Task goal:
Please return all of the material below line for line, with every character unchanged.

▶

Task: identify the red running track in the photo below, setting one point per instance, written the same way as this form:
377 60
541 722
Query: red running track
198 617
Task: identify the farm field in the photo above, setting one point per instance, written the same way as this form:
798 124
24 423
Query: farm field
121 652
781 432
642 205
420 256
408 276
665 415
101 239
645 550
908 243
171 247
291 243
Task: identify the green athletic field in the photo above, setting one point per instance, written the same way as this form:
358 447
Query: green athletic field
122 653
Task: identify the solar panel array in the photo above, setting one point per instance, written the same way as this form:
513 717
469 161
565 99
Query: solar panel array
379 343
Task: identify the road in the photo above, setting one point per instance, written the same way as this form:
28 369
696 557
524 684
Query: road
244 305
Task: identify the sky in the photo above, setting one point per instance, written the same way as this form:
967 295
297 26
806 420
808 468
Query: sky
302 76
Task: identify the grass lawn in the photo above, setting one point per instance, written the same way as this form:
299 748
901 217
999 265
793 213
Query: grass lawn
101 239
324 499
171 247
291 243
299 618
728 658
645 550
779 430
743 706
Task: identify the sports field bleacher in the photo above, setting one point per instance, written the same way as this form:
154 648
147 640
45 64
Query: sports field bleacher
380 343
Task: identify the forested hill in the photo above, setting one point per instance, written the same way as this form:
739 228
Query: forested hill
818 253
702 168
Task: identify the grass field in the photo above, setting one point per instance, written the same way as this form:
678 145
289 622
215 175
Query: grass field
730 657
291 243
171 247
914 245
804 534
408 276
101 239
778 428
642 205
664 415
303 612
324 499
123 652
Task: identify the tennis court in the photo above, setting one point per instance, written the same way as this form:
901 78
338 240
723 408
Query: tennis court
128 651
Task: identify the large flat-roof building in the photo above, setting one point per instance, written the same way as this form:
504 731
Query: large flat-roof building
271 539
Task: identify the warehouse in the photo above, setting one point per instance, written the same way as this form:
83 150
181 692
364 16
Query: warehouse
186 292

◀

Expected output:
Task: identify the red running track in the photo below, setting one point per instance, written the same way as this form:
377 60
541 722
Query: red running track
198 617
Task: identify the farm field in the photo above, setting one point per instance, written the same way as this form:
798 124
24 423
Query: farm field
121 652
781 432
642 205
420 256
408 276
665 415
101 239
645 550
908 243
171 247
291 243
Task: identify the green athletic field in the photo above, setting one point per instance, written the same way as this form:
358 447
Query: green athletic field
122 653
Task: identify the solar panel array in the photo above, setting one point per instance, written the same way as this form:
513 717
469 161
565 99
Query: solar panel array
379 343
Task: identify the road in the photo above, setting one point per instance, written the same way as this form:
28 369
696 557
524 684
Query: road
244 305
Task: identify the sky in the photo above, setting one point per instance, written the same way as this form:
967 295
297 26
806 420
808 468
Query: sky
302 76
Task: identify the grass lawn in the photo above, setting one point per instance, written the same way as this form:
299 748
901 217
999 265
793 213
Query: grass lawn
101 239
324 499
171 247
291 243
299 618
728 658
645 550
779 430
743 706
Task: identify the sports field bleacher in the photo above, setting one point per instance, written the same way as this form:
154 648
147 640
45 64
Query: sports field bleacher
380 343
Task: identify the forested hill in the photo above, setting one point per instance, written the same way as this form:
739 228
Query: forested hill
818 253
702 168
Task: identify the grass field in the photo above, setting one point per instance, written the same way as this form:
678 145
289 622
215 175
Query: grass field
730 657
291 243
171 247
914 245
804 534
408 276
101 239
778 428
642 205
664 415
303 612
324 499
123 652
Task: identify the tennis court in the photo above, setting one point per instance, written the same way as this form:
901 78
338 240
723 408
Query: tennis court
128 651
Task: identify the large flat-roof building in the photo above, setting one point per instance, written the same way as this form:
504 731
Query: large flat-roof building
271 539
Task: identify the warehouse in the photo above, setting one point per instance, written the same way as this form:
83 150
181 692
364 16
Query: warehouse
186 292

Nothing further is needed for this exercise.